■ Exercise text ■

To develop methods to extract and organize data into a spatial database, from historical text records of urban development in the US (census, city directories, records on industrial and commercial firms). The project uses innovative applications of OCR methods, integrated in new ways with GIS. In addition to furthering the investigators’ specific projects on urban history in Providence, the methods that are developed can be applied to other US cities.

“Using Data to understand maternal healthcare outcomes on the Thailand-Burma border,” 

Neil Sarkar, Brown Center for Biomedical Informatics,  Sudheesha Perera, Warren Alpert Medical School

Located on the Thailand-Myanmar border, the Mae Tao Clinic has played a vital role in providing reproductive health care to Burmese migrants for three decades throughout the world’s longest-running civil war. The clinic’s Health Information System tells this remarkable story through the lens of data, and presents a rare opportunity to quantitatively examine the clinical drivers of maternal health outcomes in a resource-constrained setting. Our goal is to expand upon the clinic's information system, and ultimately produce actionable models of maternal health and sustainable data collection methods that serve as a template for future data-driven reproductive health research.

■ Supplied data ■
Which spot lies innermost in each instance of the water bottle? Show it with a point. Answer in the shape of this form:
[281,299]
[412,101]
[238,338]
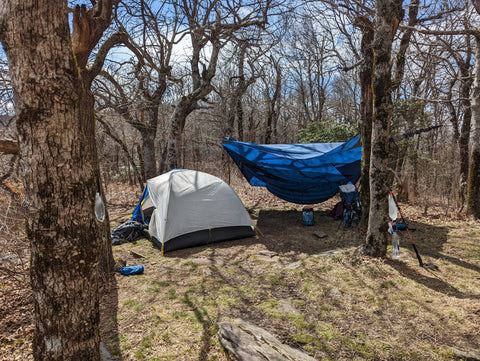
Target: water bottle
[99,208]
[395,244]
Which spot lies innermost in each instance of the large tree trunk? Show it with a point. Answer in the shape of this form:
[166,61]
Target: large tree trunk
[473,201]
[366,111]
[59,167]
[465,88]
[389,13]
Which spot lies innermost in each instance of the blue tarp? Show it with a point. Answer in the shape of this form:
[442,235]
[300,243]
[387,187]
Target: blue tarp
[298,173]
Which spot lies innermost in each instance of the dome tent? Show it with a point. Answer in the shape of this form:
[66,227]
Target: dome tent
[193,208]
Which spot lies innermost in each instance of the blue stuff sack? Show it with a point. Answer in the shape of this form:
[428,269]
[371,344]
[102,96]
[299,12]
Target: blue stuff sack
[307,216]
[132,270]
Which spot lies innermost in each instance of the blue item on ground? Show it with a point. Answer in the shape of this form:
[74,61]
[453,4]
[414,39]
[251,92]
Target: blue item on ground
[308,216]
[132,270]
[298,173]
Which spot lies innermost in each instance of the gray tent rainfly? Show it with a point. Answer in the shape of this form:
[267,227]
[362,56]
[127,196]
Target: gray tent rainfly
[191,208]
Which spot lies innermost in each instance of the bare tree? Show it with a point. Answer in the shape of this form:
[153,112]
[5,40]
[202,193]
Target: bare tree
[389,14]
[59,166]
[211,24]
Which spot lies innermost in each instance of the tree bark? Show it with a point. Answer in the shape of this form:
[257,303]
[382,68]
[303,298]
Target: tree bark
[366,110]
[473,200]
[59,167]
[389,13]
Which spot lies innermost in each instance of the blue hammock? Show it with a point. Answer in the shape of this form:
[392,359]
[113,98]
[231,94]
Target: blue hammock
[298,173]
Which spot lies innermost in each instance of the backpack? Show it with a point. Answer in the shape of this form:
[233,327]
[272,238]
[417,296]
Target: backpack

■ Required work ■
[a] According to the project descriptions, where is the Mae Tao Clinic located?
[b] How would you continue the project descriptions from their last sentence?
Nothing in the records is needed here.

■ Task-by-task answers ■
[a] On the Thailand-Myanmar border.

[b]
“Sleeping in the Wild: Perception versus Computation of Sleep Quality over 10,000,000 Nights,” 

Jeff Huang, Computer Science, Nediyana Daskalova, Computer Science

Sleep has been gaining public interest and awareness as a important factor for health, productivity, and happiness. We are collaborating with the developers of the most popular sleep tracking app on Android phones to analyze their data set with over 10 million nights of sleep records from over 60,000 people, possibly one of the largest collection in history. The findings from this dataset are intended to be widely disseminated to the public via popular press. This dataset allows us to make societally-relevant inferences about sleep quality measurements, jetlag and social jetlag (weekend differences), and understand individual-level versus population-level sleep habits. Our findings will validate existing sleep theories and findings on those topics, as well as introduce new knowledge about less common types of sleepers like frequent travelers or night shift workers (often difficult to study in a clinical setting). We seek to understand how people subjectively perceive sleep quality in comparison to computable sleep measures over long periods of time (spanning years). Our collaboration spans multiple disciplines, institutions, and is seeded by a partnership between commercial application developers and academics.

“Advancing Neural Network Analysis of Cosmological Data Sets,”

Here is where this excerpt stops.